=== Supplied material ===

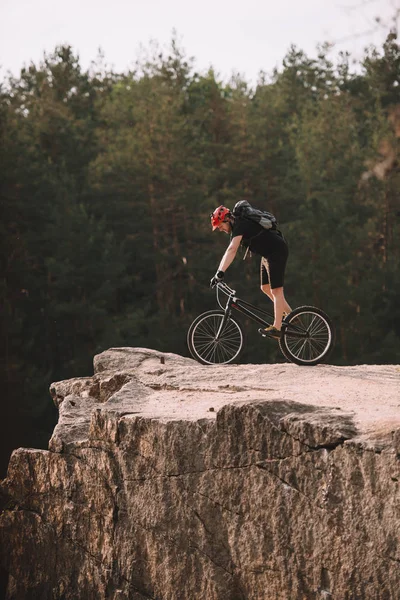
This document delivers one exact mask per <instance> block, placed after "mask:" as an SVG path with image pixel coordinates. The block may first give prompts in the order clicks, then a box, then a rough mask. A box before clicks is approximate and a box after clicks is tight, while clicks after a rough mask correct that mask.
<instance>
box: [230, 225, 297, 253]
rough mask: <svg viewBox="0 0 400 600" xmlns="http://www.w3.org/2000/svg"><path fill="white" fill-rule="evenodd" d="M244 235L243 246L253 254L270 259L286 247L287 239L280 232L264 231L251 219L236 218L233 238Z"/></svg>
mask: <svg viewBox="0 0 400 600" xmlns="http://www.w3.org/2000/svg"><path fill="white" fill-rule="evenodd" d="M238 235H242V236H243V239H242V244H243V245H244V246H246V247H248V248H249V250H250V251H251V252H254V253H255V254H259V255H260V256H264V257H265V258H268V256H270V255H271V254H275V252H279V251H280V250H281V249H282V246H286V242H285V239H284V237H283V235H282V234H281V232H280V231H278V230H276V229H275V230H271V229H264V227H262V226H261V225H259V224H258V223H255V222H254V221H251V220H250V219H244V218H240V217H236V218H235V222H234V224H233V228H232V238H234V237H236V236H238Z"/></svg>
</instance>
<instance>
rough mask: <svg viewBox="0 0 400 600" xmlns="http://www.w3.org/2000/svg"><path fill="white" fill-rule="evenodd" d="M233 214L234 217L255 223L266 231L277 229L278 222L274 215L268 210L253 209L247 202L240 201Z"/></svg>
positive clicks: (233, 208) (253, 208)
mask: <svg viewBox="0 0 400 600" xmlns="http://www.w3.org/2000/svg"><path fill="white" fill-rule="evenodd" d="M232 214H233V216H234V217H240V218H244V219H249V220H250V221H254V222H255V223H257V224H258V225H261V227H263V228H264V229H272V230H274V229H277V227H278V221H277V220H276V218H275V217H274V215H273V214H271V213H269V212H268V211H266V210H258V209H257V208H253V207H252V206H251V204H250V203H249V202H247V200H239V202H236V204H235V206H234V207H233V211H232Z"/></svg>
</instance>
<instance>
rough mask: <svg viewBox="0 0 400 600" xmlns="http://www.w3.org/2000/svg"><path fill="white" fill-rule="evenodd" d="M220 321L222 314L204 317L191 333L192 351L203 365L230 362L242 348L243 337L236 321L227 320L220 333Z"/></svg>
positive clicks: (240, 330)
mask: <svg viewBox="0 0 400 600" xmlns="http://www.w3.org/2000/svg"><path fill="white" fill-rule="evenodd" d="M222 319H223V314H222V313H221V314H209V315H205V316H204V317H203V318H202V319H200V321H199V322H198V323H197V324H196V325H195V327H194V329H193V331H192V332H191V344H192V349H193V350H194V353H195V356H196V357H198V358H199V359H201V361H202V362H204V363H207V364H225V363H228V362H231V361H232V360H234V359H235V358H236V357H237V355H238V354H239V352H240V350H241V348H242V345H243V335H242V332H241V330H240V328H239V326H238V324H237V323H236V321H234V320H233V319H229V320H228V321H227V322H226V323H225V326H224V329H223V330H222V331H220V326H221V322H222ZM218 332H219V335H218ZM217 335H218V339H217Z"/></svg>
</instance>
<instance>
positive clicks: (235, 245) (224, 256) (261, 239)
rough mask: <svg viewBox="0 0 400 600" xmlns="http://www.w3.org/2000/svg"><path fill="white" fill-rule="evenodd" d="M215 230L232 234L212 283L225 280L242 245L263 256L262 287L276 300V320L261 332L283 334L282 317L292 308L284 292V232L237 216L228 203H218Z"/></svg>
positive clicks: (285, 258)
mask: <svg viewBox="0 0 400 600" xmlns="http://www.w3.org/2000/svg"><path fill="white" fill-rule="evenodd" d="M211 225H212V228H213V231H215V230H216V229H218V230H219V231H223V232H224V233H227V234H230V236H231V242H230V244H229V246H228V248H227V249H226V251H225V254H224V256H223V257H222V260H221V262H220V264H219V267H218V270H217V272H216V273H215V275H214V277H213V278H212V279H211V282H210V285H211V286H212V287H213V286H214V285H216V284H217V283H218V282H220V281H222V279H223V278H224V275H225V271H226V270H227V268H228V267H229V265H230V264H231V263H232V261H233V260H234V258H235V256H236V253H237V251H238V249H239V246H240V245H242V246H244V247H246V248H247V249H248V250H250V251H251V252H253V253H254V254H259V255H260V256H261V263H260V279H261V290H262V291H263V292H264V294H266V295H267V296H268V297H269V298H270V299H271V300H272V302H273V303H274V323H273V325H270V326H269V327H266V328H265V329H259V332H260V333H261V334H262V335H269V336H271V337H275V338H280V335H281V331H280V330H281V325H282V318H283V317H284V315H285V314H288V313H289V312H291V308H290V306H289V304H288V303H287V302H286V299H285V294H284V292H283V282H284V276H285V267H286V262H287V258H288V253H289V251H288V246H287V243H286V241H285V238H284V237H283V235H282V233H281V232H280V231H279V230H277V229H264V228H263V227H262V226H261V225H259V224H258V223H256V222H255V221H252V220H250V219H246V218H244V217H235V216H234V215H233V214H232V212H231V211H230V210H229V208H227V207H226V206H218V208H216V209H215V210H214V212H213V213H212V215H211Z"/></svg>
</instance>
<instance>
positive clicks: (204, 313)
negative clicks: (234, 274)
mask: <svg viewBox="0 0 400 600" xmlns="http://www.w3.org/2000/svg"><path fill="white" fill-rule="evenodd" d="M215 287H216V293H217V302H218V304H219V306H220V308H221V310H219V309H215V310H209V311H207V312H205V313H202V314H201V315H199V316H198V317H197V318H196V319H195V320H194V321H193V323H192V324H191V325H190V327H189V330H188V334H187V345H188V348H189V352H190V354H191V355H192V357H193V358H194V359H195V360H197V361H198V362H200V363H202V364H205V365H216V364H218V365H224V364H228V363H232V362H234V361H237V360H238V358H239V356H240V354H241V352H242V350H243V346H244V332H243V326H242V325H241V324H240V323H239V322H238V321H237V320H236V319H235V318H234V317H232V311H233V310H236V311H238V312H239V313H242V314H244V315H245V316H247V317H249V318H250V319H251V320H253V321H256V322H257V323H259V324H260V325H262V326H263V328H265V327H268V325H270V324H271V323H270V322H268V321H267V320H265V319H264V318H262V317H261V316H260V315H267V316H268V318H269V319H270V320H272V319H273V317H272V315H271V313H270V312H268V311H266V310H263V309H260V308H258V307H256V306H254V305H253V304H251V303H250V302H246V301H245V300H242V299H241V298H238V297H237V296H236V291H235V290H233V289H232V288H230V287H229V286H228V285H227V284H226V283H224V282H219V283H217V284H216V286H215ZM220 292H222V293H223V294H225V295H226V296H227V300H226V304H225V306H223V304H222V303H221V301H220ZM255 311H256V312H255ZM257 313H258V314H257ZM266 337H270V338H271V339H276V338H272V336H268V334H266ZM278 341H279V347H280V350H281V352H282V354H283V356H284V357H285V358H286V359H287V360H289V361H290V362H293V363H295V364H297V365H317V364H318V363H320V362H322V361H324V360H325V359H326V358H327V356H328V355H329V353H330V351H331V350H332V347H333V344H334V330H333V324H332V322H331V319H330V318H329V317H328V315H327V314H326V313H324V312H323V311H322V310H321V309H319V308H316V307H315V306H300V307H299V308H295V309H294V310H293V311H292V312H291V313H289V314H288V315H286V317H285V318H284V319H283V321H282V328H281V337H280V339H279V340H278Z"/></svg>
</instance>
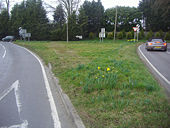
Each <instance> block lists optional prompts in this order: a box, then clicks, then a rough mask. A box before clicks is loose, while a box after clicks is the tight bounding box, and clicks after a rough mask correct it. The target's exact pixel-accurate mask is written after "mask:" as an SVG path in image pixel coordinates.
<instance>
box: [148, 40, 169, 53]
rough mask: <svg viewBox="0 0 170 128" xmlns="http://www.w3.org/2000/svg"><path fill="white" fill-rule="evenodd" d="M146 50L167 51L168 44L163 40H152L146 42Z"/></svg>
mask: <svg viewBox="0 0 170 128" xmlns="http://www.w3.org/2000/svg"><path fill="white" fill-rule="evenodd" d="M146 49H147V50H148V51H149V50H162V51H166V50H167V43H166V41H164V40H163V39H158V38H152V39H150V40H149V41H148V42H146Z"/></svg>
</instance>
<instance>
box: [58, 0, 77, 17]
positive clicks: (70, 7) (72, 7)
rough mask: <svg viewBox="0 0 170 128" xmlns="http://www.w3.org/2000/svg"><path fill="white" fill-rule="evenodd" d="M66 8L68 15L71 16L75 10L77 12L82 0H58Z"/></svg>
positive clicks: (67, 15)
mask: <svg viewBox="0 0 170 128" xmlns="http://www.w3.org/2000/svg"><path fill="white" fill-rule="evenodd" d="M58 1H59V2H60V4H61V5H62V6H63V7H64V9H65V10H66V15H67V16H68V17H69V16H70V15H71V14H73V12H77V10H78V7H79V3H80V0H58Z"/></svg>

===

> _Task goal_: Exact copies of the lines from the one holding "box: [148, 40, 169, 53]" to the end of the entries are all that should be written.

> _Task answer_:
box: [148, 40, 169, 53]
rough mask: <svg viewBox="0 0 170 128" xmlns="http://www.w3.org/2000/svg"><path fill="white" fill-rule="evenodd" d="M146 50L167 51L168 44L163 40H152L146 42Z"/></svg>
mask: <svg viewBox="0 0 170 128" xmlns="http://www.w3.org/2000/svg"><path fill="white" fill-rule="evenodd" d="M146 49H147V50H148V51H149V50H162V51H166V50H167V43H166V41H164V40H163V39H158V38H152V39H150V40H149V41H148V42H146Z"/></svg>
</instance>
<instance>
box: [58, 0, 77, 17]
positive clicks: (70, 7) (72, 7)
rough mask: <svg viewBox="0 0 170 128" xmlns="http://www.w3.org/2000/svg"><path fill="white" fill-rule="evenodd" d="M66 8L68 15L71 16L75 10L77 12L82 0H58Z"/></svg>
positive clicks: (67, 15)
mask: <svg viewBox="0 0 170 128" xmlns="http://www.w3.org/2000/svg"><path fill="white" fill-rule="evenodd" d="M58 1H59V2H60V4H61V5H62V6H63V7H64V9H65V10H66V15H67V16H68V17H69V16H70V15H71V14H73V12H77V10H78V7H79V3H80V0H58Z"/></svg>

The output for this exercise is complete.